[Data extracted from a collection]
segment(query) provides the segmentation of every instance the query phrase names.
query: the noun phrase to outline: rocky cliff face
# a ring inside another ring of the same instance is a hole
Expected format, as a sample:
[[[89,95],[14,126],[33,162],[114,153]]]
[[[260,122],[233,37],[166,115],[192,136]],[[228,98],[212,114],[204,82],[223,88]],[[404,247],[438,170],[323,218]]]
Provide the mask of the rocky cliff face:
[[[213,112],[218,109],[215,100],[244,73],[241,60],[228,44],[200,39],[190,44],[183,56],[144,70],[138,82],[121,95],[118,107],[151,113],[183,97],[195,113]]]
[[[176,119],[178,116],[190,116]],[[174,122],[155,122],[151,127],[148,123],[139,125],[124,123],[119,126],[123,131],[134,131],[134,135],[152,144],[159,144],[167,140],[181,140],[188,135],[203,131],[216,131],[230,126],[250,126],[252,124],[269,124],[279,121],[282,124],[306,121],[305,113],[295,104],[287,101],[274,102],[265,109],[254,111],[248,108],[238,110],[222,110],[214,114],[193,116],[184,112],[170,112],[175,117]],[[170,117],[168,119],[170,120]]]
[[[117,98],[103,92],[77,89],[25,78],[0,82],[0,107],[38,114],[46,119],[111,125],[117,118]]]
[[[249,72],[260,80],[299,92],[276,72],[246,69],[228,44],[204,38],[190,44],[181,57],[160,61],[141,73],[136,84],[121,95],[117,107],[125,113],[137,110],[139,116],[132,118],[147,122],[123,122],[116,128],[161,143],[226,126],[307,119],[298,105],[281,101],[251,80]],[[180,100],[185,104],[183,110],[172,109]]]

▶ EXERCISE AIM
Go through the records and set each one down again, unchanged.

▶ ANSWER BELOW
segment(query) provides the segmentation of every instance the query phrase names.
query: the noun phrase to outline: rocky cliff face
# a ring inside another ring of the same instance is a hole
Expected format, as a sample:
[[[89,95],[14,126],[33,162],[114,153]]]
[[[260,122],[233,37],[166,115],[192,136]],[[228,98],[212,114],[204,82],[223,88]],[[404,247],[438,170],[323,218]]]
Provide the mask of the rocky cliff face:
[[[213,112],[218,109],[215,100],[244,73],[241,60],[228,44],[200,39],[190,44],[183,56],[144,70],[138,82],[121,95],[118,107],[151,113],[183,97],[195,113]]]
[[[176,119],[178,116],[190,116]],[[174,122],[155,122],[151,127],[148,123],[139,125],[124,123],[119,126],[123,131],[134,131],[134,135],[152,144],[159,144],[167,140],[181,140],[188,135],[203,131],[216,131],[230,126],[250,126],[252,124],[269,124],[279,121],[282,124],[306,121],[305,113],[295,104],[287,101],[274,102],[265,109],[254,111],[248,108],[238,110],[222,110],[214,114],[193,116],[184,112],[170,112],[175,117]],[[170,117],[168,119],[170,120]]]
[[[117,98],[103,92],[77,89],[25,78],[0,82],[0,107],[38,114],[46,119],[111,125],[117,118]]]
[[[249,72],[260,80],[299,92],[276,72],[246,69],[228,44],[204,38],[190,44],[181,57],[160,61],[141,73],[136,84],[121,95],[117,107],[125,113],[137,110],[139,116],[132,118],[147,122],[123,122],[116,128],[161,143],[226,126],[307,119],[298,105],[281,101],[251,80]],[[180,100],[185,104],[183,110],[172,109]]]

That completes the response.